--- begin Record list ---
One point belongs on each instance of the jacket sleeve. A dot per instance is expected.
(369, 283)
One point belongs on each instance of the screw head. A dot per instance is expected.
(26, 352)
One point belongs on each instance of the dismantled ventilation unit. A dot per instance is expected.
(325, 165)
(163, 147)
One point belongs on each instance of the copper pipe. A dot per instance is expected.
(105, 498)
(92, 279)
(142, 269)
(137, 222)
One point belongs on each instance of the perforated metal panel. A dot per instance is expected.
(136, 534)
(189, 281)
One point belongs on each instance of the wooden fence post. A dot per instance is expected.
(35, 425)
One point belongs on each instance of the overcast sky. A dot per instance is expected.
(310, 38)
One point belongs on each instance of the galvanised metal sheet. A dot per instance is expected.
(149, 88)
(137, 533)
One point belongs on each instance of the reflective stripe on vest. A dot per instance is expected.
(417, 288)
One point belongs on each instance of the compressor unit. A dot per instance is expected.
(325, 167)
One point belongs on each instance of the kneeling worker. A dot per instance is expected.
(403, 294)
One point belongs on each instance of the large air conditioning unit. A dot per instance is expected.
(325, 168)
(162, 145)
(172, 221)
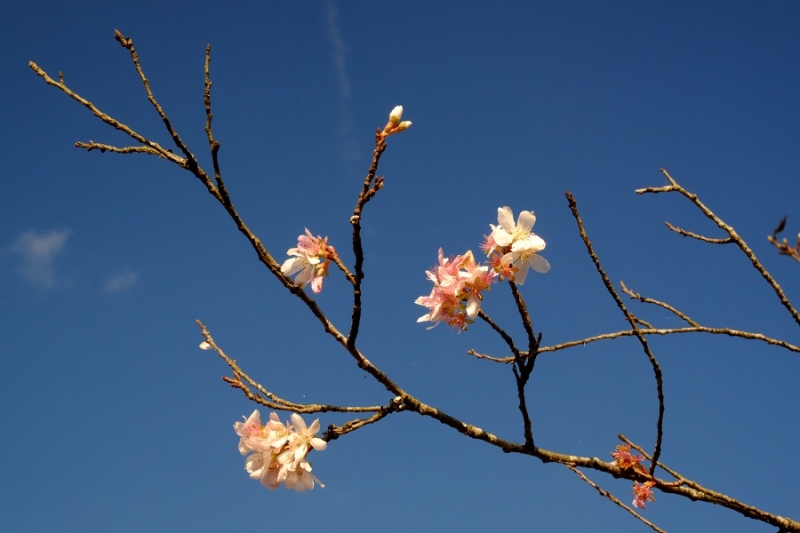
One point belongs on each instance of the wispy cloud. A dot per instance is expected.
(37, 255)
(121, 282)
(350, 151)
(339, 51)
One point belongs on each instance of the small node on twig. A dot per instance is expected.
(124, 41)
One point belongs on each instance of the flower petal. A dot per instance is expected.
(505, 217)
(526, 220)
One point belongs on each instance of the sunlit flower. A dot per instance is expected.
(519, 244)
(458, 284)
(310, 261)
(277, 451)
(643, 493)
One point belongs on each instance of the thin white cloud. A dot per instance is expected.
(37, 254)
(339, 51)
(350, 151)
(121, 282)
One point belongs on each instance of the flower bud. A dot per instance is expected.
(396, 115)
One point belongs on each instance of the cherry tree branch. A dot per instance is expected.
(734, 237)
(656, 367)
(614, 499)
(402, 400)
(370, 187)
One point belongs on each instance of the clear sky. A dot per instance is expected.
(114, 420)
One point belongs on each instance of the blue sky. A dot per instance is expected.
(115, 421)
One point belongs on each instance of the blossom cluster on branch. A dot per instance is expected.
(277, 451)
(459, 282)
(309, 260)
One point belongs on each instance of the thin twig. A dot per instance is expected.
(656, 367)
(703, 238)
(674, 187)
(637, 296)
(371, 186)
(614, 499)
(500, 331)
(91, 145)
(276, 402)
(127, 43)
(162, 152)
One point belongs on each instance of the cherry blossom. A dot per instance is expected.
(394, 125)
(277, 451)
(310, 261)
(642, 494)
(458, 285)
(518, 243)
(625, 459)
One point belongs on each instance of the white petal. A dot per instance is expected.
(298, 423)
(505, 217)
(501, 237)
(531, 243)
(290, 266)
(526, 220)
(540, 264)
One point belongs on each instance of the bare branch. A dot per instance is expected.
(163, 152)
(614, 499)
(91, 145)
(666, 306)
(656, 367)
(696, 236)
(735, 238)
(371, 186)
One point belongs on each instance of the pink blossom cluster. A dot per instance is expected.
(513, 248)
(625, 459)
(310, 261)
(457, 286)
(643, 493)
(278, 451)
(459, 282)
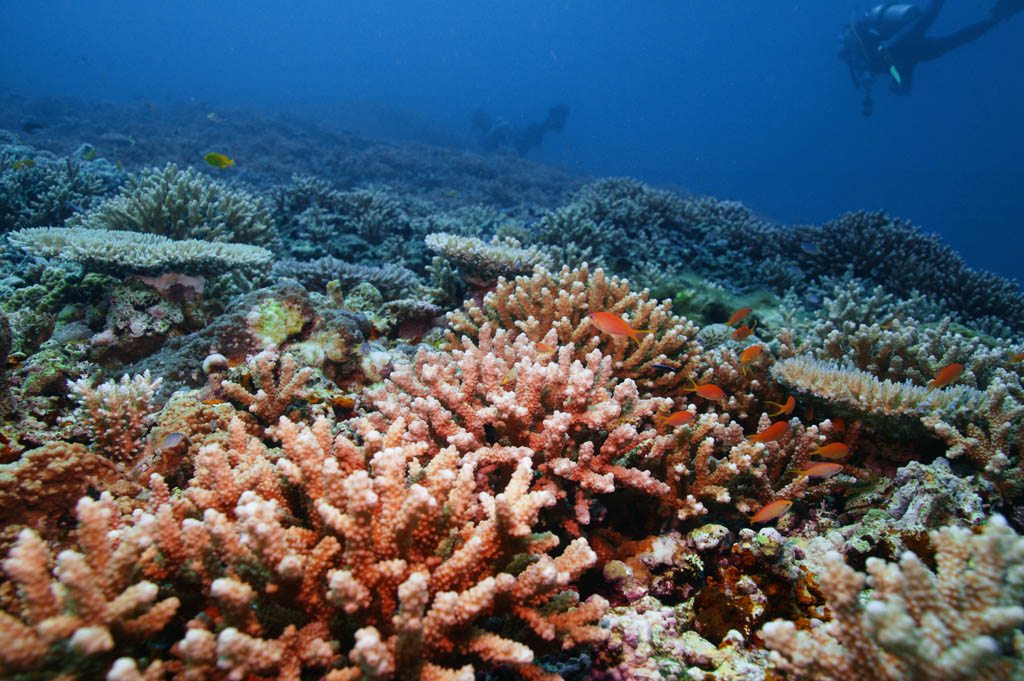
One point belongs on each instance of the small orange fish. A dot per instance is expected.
(945, 376)
(787, 408)
(342, 401)
(543, 349)
(675, 419)
(738, 315)
(707, 390)
(771, 433)
(771, 511)
(742, 332)
(820, 469)
(614, 325)
(832, 451)
(749, 355)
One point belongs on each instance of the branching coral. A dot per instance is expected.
(135, 251)
(576, 420)
(957, 623)
(563, 301)
(279, 382)
(93, 604)
(117, 413)
(479, 261)
(182, 205)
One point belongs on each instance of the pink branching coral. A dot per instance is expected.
(564, 300)
(956, 623)
(574, 420)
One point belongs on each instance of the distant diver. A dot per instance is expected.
(497, 134)
(889, 39)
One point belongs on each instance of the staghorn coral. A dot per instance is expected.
(117, 414)
(136, 251)
(865, 394)
(563, 300)
(278, 382)
(958, 622)
(182, 205)
(479, 261)
(904, 260)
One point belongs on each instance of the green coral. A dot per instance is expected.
(273, 322)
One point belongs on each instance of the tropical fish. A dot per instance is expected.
(543, 349)
(738, 315)
(707, 390)
(771, 433)
(171, 440)
(832, 451)
(676, 419)
(787, 408)
(749, 355)
(614, 325)
(743, 331)
(946, 375)
(218, 160)
(771, 511)
(819, 469)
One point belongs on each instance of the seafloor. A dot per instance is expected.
(349, 409)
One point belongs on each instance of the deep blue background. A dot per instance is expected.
(739, 99)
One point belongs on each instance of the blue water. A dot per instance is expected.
(739, 99)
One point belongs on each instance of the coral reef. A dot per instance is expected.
(958, 622)
(429, 415)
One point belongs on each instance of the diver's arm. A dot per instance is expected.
(933, 48)
(915, 29)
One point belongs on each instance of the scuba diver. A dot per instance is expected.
(498, 134)
(889, 39)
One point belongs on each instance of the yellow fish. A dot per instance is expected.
(218, 160)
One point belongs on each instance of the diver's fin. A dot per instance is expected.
(1004, 9)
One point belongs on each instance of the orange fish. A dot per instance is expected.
(742, 332)
(614, 325)
(945, 376)
(787, 408)
(707, 390)
(675, 419)
(738, 315)
(820, 469)
(832, 451)
(771, 433)
(749, 355)
(543, 349)
(771, 511)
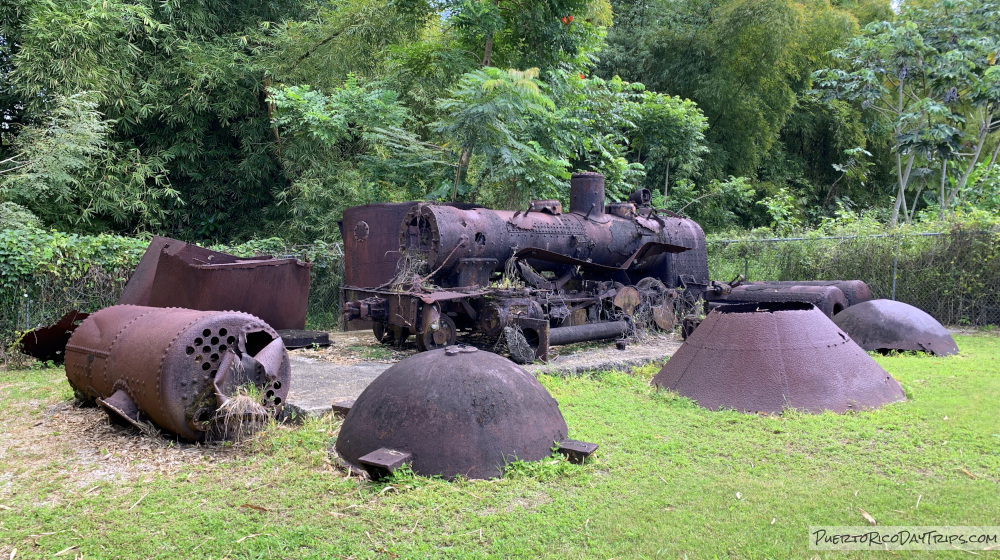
--- end Record list ---
Rewrite all of the records above, replacing "A dot per instance is expected" with "Each instance gets its own dot" and leaving everything else unchanged. Leave the pictures out of your answer.

▶ **Result**
One point belongs on each instance of the jacket sleeve. Each instance gets its own dot.
(369, 283)
One point belongs on each instance of the screw head. Each instance gets its own dot.
(26, 352)
One point belongs on each instance of the dismantled ventilation unit. Each instance gets its own dot.
(325, 165)
(163, 147)
One point belongs on each instance of the copper pipe. Each instance gets its own dot.
(105, 498)
(92, 279)
(142, 269)
(137, 222)
One point belongs on each instance of the perforated metal panel. Each instance gets its own dot.
(136, 534)
(189, 281)
One point belongs on each instance of the wooden fence post. Each instance gets its own dot.
(35, 425)
One point belongs on each instance of the overcast sky. Each instance gets its own dot.
(310, 38)
One point belongs on each instance of the galvanised metal sheet. Each instance gets its own dot.
(149, 88)
(137, 533)
One point belongs on each instance of the reflective stripe on vest. Each instance gets its own dot.
(417, 288)
One point belongs on each instance of the compressor unit. Each instance gets its own dot.
(325, 167)
One point belongs on each instance of the kneeling worker. Each instance gets its own dot.
(403, 294)
One point belongs on each instance of the large air conditioning unit. Each instance gets its own dot.
(325, 168)
(162, 145)
(172, 221)
One point belongs on each instance of the wispy cloud. Each instance gets its own dot.
(37, 255)
(121, 282)
(350, 151)
(339, 51)
One point belongs on each instance of the small node on twig. Each instance gets its own dot.
(124, 41)
One point belongs on each instance of the flower petal. Each instance gets its own dot.
(505, 217)
(526, 220)
One point belongs on each instance of the sunlit flower. Each instance gets its own dot.
(519, 244)
(458, 284)
(310, 261)
(277, 451)
(643, 493)
One point belongs on each instance of the thin white cloud. Each instance gets its own dot.
(37, 254)
(339, 51)
(350, 151)
(121, 282)
One point belongs on each instance of the flower bud. Each instance gets its own dot.
(396, 115)
One point belongs on each instance of the cherry tree branch. Each instance gets its own dot.
(734, 237)
(656, 367)
(614, 499)
(402, 400)
(370, 187)
One point belongs on each instance of the clear sky. Each instance gets its own dot.
(114, 420)
One point belongs on each instance of the blue sky. Each instance gets its own dot.
(115, 421)
One point belongs on each instance of the blossom cluster on branch. Each instance gets its own dot.
(277, 451)
(459, 282)
(309, 260)
One point belongs on each instance of the thin twig. Each instance gets its own dot.
(656, 367)
(703, 238)
(674, 187)
(637, 296)
(371, 186)
(614, 499)
(500, 331)
(91, 145)
(276, 402)
(127, 43)
(162, 152)
One point belongs on each instance of the cherry blossom. Each instance gets its own dot.
(394, 125)
(277, 451)
(310, 261)
(642, 494)
(458, 285)
(518, 243)
(625, 459)
One point belongs on each instance of the white petal. Each instance gets its own dot.
(298, 423)
(505, 217)
(501, 237)
(531, 243)
(290, 266)
(526, 220)
(540, 264)
One point belongs on each instance of the bare branch. Each instance gets its own dot.
(163, 152)
(614, 499)
(91, 145)
(666, 306)
(656, 367)
(696, 236)
(735, 238)
(371, 186)
One point belongs on each instance of the pink blossom cluster. Each instance gets its own dot.
(513, 248)
(625, 459)
(310, 261)
(457, 286)
(643, 493)
(278, 451)
(459, 282)
One point belongs on each instance of the small orange fish. Each instance gets its own dot.
(945, 376)
(787, 408)
(342, 401)
(543, 349)
(675, 419)
(738, 315)
(707, 390)
(771, 433)
(771, 511)
(742, 332)
(820, 469)
(614, 325)
(832, 451)
(749, 355)
One point belongs on each instance of the branching coral. Each instance gets its own dot.
(135, 251)
(576, 420)
(957, 623)
(563, 301)
(279, 382)
(93, 604)
(117, 413)
(479, 261)
(182, 205)
One point belongs on each instance of the pink branching coral. Each instance gets its own dot.
(564, 300)
(956, 623)
(574, 420)
One point belongs on each instance of the distant diver. Each instance gets its own dot.
(497, 134)
(889, 39)
One point belongs on each instance of the staghorn coral. Each instance gets its own dot.
(117, 414)
(136, 251)
(865, 394)
(563, 300)
(278, 382)
(958, 622)
(182, 205)
(479, 261)
(904, 260)
One point belongs on each instance of the green coral. Each instance gets its own dot.
(273, 322)
One point belongs on each instance of the tropical fish. Each instance gets its own dot.
(543, 349)
(738, 315)
(707, 390)
(771, 433)
(171, 440)
(832, 451)
(676, 419)
(787, 408)
(749, 355)
(614, 325)
(743, 331)
(946, 375)
(218, 160)
(771, 511)
(819, 469)
One point belongs on each instance of the seafloor. Each instance gets its own dot.
(349, 409)
One point belongs on each instance of the deep blue background. Each instance gets its own dot.
(739, 99)
One point belongs on each instance of the blue water. Each instance gets its own dot.
(739, 99)
One point belongs on each instance of the coral reef. Each instance gets its own dot.
(958, 622)
(429, 415)
One point belongs on each instance of the diver's arm. Each instance gets its own dot.
(933, 48)
(915, 29)
One point belongs on each instance of the scuba diver. Each instance gets its own dot.
(498, 134)
(889, 39)
One point belongs on each instance of the yellow fish. Each instance gets its own dot.
(218, 160)
One point belongs on each instance of the diver's fin. Each instance gets its own dot.
(1004, 9)
One point belongs on each instance of the orange fish. Each instance gets its own dot.
(742, 332)
(614, 325)
(945, 376)
(787, 408)
(707, 390)
(675, 419)
(738, 315)
(820, 469)
(832, 451)
(771, 433)
(749, 355)
(543, 349)
(771, 511)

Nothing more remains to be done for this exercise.